____ Text passage
One node won't join after master panic in a four node VERITAS Cluster Volume Manager cluster
| Article:TECH16284 | | | Created: 2001-01-21 | | | Updated: 2004-01-21 | | | Article URL http://www.symantec.com/docs/TECH16284 |
Problem
One node won't join after master panic in a four node VERITAS Cluster Volume Manager cluster
Error
vxvm:vxconfigd: NOTICE: CVM_VOLD_CHANGE command received
vxvm:vxconfigd: NOTICE: establishing cluster
vxvm:vxconfigd: ERROR: -1 returned from volcvm_establish
vxvm:vxconfigd: ERROR: cluster_establish: error 230
vxvm:vxconfigd: ERROR: kernel_fail_join() : master_takeover is 0
Solution
This problem happens under the following
circumstances:
1. A node leaves while some shared mirrored volumes
(with Dirty Region Log - DRL) were "dirty".
2. All nodes remaining in the cluster set recovery bit
for the node that left.
3. The master node starts to recover the volumes. This
stage consists of several steps: reading the DRL map of the leaver node; putting
in the accumulator map;
clearing the DRL map for the node in (1); starting the
recovery on the volume.
________
____ Rows
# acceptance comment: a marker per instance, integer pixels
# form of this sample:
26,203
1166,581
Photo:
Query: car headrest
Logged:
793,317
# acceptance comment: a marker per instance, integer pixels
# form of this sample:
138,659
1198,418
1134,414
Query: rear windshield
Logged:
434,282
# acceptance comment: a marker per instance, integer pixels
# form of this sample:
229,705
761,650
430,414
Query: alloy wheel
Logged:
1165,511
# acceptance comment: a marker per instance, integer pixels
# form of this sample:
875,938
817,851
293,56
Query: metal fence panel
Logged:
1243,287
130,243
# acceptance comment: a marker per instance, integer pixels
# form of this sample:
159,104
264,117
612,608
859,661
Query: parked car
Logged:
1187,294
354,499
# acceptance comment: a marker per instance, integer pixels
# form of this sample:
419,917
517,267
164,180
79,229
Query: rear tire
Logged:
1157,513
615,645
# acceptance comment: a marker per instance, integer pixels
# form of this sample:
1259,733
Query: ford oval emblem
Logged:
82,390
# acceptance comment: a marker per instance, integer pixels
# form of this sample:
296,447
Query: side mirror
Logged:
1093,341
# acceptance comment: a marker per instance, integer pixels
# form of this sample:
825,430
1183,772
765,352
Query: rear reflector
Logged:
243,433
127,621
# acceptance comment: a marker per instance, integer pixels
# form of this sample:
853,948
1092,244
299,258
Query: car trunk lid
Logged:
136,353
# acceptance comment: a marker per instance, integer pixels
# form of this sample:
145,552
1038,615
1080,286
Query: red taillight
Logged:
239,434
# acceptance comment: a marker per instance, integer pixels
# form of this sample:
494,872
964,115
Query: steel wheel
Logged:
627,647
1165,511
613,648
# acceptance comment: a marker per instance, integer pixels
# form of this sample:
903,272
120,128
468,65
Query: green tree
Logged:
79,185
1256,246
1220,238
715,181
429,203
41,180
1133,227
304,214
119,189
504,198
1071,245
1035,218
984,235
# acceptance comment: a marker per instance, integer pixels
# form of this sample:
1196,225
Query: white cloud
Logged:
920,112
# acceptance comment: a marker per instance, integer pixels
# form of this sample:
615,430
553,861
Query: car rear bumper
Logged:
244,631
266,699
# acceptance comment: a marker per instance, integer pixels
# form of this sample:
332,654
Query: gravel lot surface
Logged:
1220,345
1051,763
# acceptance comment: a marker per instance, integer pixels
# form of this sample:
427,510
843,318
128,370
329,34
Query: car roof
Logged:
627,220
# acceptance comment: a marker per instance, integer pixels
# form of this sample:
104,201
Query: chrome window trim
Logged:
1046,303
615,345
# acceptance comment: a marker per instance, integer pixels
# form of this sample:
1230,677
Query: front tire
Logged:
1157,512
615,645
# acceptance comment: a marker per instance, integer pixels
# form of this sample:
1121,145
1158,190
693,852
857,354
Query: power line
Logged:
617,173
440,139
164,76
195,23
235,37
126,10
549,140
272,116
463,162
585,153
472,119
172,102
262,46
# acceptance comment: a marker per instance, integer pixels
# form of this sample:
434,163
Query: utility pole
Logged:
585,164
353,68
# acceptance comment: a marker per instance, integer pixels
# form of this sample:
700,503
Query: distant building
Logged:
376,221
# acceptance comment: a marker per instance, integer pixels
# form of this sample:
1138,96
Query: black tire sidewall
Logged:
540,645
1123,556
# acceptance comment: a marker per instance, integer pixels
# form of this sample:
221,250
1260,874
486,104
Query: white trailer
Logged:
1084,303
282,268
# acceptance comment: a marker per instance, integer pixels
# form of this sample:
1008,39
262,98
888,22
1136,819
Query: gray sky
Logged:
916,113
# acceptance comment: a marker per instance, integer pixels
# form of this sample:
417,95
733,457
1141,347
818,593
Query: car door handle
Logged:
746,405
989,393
________
Written request A —
Answer the following questions using the VERITAS cluster article.
(i) What error number does cluster_establish report?
(ii) What does the abbreviation DRL stand for?
(iii) On what date was the article created?
Written request B — List every step that the VERITAS cluster article gives for the stage in which the master node starts to recover the volumes.
Written request C — Proceed with the VERITAS cluster article from the point at which it stops.

Reply A —
(i) 230
(ii) Dirty Region Log
(iii) 2001-01-21

Reply B —
- Reading the DRL map of the leaver node
- Putting in the accumulator map
- Clearing the DRL map for the node in (1)
- Starting the recovery on the volume

Reply C —
4. At this time, if the recovery is complete AND the
master dies, and none of the other remaining nodes had the shared volumes
dirty(including the master), then NO recovery happens on the new master.
However, the DRL bit map on this new master has the recovery bit still set for
the node in step 1).
5. The node which left in step 1. will not be able to
join.
Here is the possible workaround:
Make the volume(s) marked dirty in (1) and recovered in
(3) dirty again (i.e write to them from any node). After that, have that node
leave the cluster. This will cause another recovery to happen, and the recovery
bit of ALL nodes which had this volume dirty will be cleaned. Now any node can
join the cluster.









Thank you.